Please pull out everything in the records from the line containing "Objective: locate each instance of the flower" down to the line containing "Target: deep purple flower", including both of those lines. Reproduce that stretch verbatim, with no other lines.

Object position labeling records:
━━━━━━━━━━━━━━━━

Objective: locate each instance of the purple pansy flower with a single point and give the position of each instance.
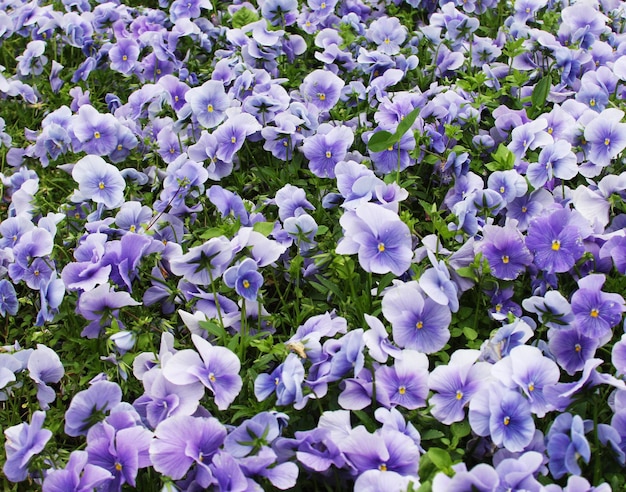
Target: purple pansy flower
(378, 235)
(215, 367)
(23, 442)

━━━━━━━━━━━━━━━━

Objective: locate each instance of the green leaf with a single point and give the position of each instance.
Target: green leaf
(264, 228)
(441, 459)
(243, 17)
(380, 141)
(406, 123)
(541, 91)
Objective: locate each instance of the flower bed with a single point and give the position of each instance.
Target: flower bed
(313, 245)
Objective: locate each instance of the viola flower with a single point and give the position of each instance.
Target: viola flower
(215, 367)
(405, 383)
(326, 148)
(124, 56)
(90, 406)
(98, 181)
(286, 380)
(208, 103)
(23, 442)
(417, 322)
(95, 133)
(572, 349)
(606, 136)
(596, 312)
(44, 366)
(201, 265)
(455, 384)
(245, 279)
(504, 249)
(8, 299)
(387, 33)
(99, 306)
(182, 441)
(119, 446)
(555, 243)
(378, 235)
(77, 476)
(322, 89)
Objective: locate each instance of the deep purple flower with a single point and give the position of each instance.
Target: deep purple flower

━━━━━━━━━━━━━━━━

> _Task output_:
Objective: locate each instance of the flower bed with a single point and give the position of each instance.
Target: flower bed
(313, 245)
Objective: locate each instance of the viola flower with a single point and give the position of each instance.
Target: viola flower
(215, 367)
(405, 383)
(326, 148)
(124, 56)
(90, 406)
(98, 181)
(286, 380)
(208, 103)
(23, 442)
(417, 322)
(95, 133)
(572, 349)
(606, 136)
(596, 312)
(44, 366)
(201, 265)
(455, 384)
(245, 279)
(504, 249)
(8, 299)
(387, 33)
(99, 306)
(182, 441)
(119, 446)
(555, 243)
(378, 235)
(77, 476)
(322, 89)
Objective: locate each instance of the deep purple flower with a single point and give the position of each instance.
Target: deep purple flower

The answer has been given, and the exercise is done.